# International 240 question?



## S10blaze92 (Aug 10, 2008)

My grandpa passed away and had a International 240 front end loader. He would never let anyone drive it as it was his baby. Now, I want to be able to move it in and out of the sheld, plus I need to be able to plow the snow for my grandma this winter.

So, the question is which peddles are the clutch and brakes? It looks like its a hand throttle? Is it like my truck? Left side is the clutch, right side are the breaks? But it looks like 2 peddles on the right side. I see its a 4 speed forward, and 1 in reverse. The bucket controls looks straight forward. Any help would be great. Any sites out there that can be of help for me?

Thanks,

Jeff


----------



## Morgan (Oct 26, 2006)

The pedal on the left side by iteself is the clutch and the two on the right are left and right brake pedals


----------



## klink (Jul 4, 2008)

That Farmall 240 is a cute classic tractor. With Grandma's permission, get a tractor driving friend to help you play (drive ) the tractor around, get use to the tractor controls. Be very careful with the loader, as you can upset a tractor very easy with the loader raised up. there are many dangers. Everyone goes through a learning curve on every tractor they drive. Have fun - be safe.


----------



## sgfrye (Apr 19, 2009)

i have a 240 utility tractor, they are great light duty tractors


----------



## Live Oak (Dec 22, 2003)

Welcome to Tractor Forum sgfrye! IH definitely made a great tractor. Got any pics of your 240?


----------

MATERIAL SUPPLIED |
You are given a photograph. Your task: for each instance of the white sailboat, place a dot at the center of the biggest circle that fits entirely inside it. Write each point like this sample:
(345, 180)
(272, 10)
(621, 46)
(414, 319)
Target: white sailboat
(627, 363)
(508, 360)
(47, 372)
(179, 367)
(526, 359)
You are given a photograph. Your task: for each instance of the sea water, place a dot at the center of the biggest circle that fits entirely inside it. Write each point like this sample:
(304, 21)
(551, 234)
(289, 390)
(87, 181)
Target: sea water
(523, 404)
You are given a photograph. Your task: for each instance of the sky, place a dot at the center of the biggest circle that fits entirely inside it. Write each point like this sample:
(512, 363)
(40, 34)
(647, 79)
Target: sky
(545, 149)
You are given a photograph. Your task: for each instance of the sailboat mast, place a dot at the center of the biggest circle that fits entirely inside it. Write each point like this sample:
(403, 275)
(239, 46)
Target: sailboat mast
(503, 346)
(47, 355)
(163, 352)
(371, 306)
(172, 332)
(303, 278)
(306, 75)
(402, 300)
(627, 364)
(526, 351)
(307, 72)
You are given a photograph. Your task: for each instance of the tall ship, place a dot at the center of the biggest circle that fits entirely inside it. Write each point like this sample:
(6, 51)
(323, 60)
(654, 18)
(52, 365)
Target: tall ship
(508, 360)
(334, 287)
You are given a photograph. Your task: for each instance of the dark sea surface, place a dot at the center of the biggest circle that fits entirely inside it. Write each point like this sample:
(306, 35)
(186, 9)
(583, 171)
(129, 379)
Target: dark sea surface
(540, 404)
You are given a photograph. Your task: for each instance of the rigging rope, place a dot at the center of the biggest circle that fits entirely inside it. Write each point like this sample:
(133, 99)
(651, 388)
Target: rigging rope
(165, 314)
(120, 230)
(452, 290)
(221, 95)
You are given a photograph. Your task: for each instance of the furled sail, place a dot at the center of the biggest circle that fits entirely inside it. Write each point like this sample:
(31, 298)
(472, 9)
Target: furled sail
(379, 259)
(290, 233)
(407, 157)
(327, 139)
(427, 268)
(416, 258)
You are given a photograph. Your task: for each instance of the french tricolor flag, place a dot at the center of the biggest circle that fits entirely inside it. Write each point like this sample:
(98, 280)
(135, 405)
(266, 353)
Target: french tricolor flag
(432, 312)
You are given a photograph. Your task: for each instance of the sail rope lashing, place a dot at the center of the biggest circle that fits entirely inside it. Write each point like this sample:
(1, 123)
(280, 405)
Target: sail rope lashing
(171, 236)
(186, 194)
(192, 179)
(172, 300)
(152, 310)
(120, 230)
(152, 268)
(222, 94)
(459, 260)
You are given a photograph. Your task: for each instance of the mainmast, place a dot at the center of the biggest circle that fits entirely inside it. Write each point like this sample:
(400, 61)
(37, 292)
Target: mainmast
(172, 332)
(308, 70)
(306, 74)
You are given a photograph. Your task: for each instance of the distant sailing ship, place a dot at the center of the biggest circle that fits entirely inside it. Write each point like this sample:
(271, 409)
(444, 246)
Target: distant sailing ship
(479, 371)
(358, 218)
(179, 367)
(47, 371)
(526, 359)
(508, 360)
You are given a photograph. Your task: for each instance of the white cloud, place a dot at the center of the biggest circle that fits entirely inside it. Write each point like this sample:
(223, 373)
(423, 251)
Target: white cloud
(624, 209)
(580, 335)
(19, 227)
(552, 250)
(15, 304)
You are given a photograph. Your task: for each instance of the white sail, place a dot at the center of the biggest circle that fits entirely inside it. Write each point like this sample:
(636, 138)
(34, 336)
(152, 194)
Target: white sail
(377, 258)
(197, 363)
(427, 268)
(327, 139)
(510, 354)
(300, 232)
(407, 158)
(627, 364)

REQUIRED TASKS |
[1] Rewrite as a short list the paragraph of the International 240 thread that begins "That Farmall 240 is a cute classic tractor," keeping its main facts.
[2] Using the International 240 thread, decide whether each statement agrees with it. Answer yes or no for each, and quote the deciding words. (a) The tractor has four forward speeds and one reverse. (b) The clutch pedal is on the right side. (c) The grandfather often let other people drive the loader.
[3] Print the International 240 thread from "# International 240" to "help for me?".

ANSWERS IN ORDER |
[1]
- The Farmall 240 is a cute classic tractor.
- With Grandma's permission, have a friend who drives tractors help you drive it around and learn the controls.
- Be very careful with the loader. A tractor can be upset very easily with the loader raised, and there are many dangers.
- Everyone goes through a learning curve on every tractor.
- Have fun and be safe.

[2]
(a) Yes: "I see its a 4 speed forward, and 1 in reverse."
(b) No: "The pedal on the left side by iteself is the clutch"
(c) No: "He would never let anyone drive it as it was his baby."

[3]
# International 240 question?



## S10blaze92 (Aug 10, 2008)

My grandpa passed away and had a International 240 front end loader. He would never let anyone drive it as it was his baby. Now, I want to be able to move it in and out of the sheld, plus I need to be able to plow the snow for my grandma this winter.

So, the question is which peddles are the clutch and brakes? It looks like its a hand throttle? Is it like my truck? Left side is the clutch, right side are the breaks? But it looks like 2 peddles on the right side. I see its a 4 speed forward, and 1 in reverse. The bucket controls looks straight forward. Any help would be great. Any sites out there that can be of help for me?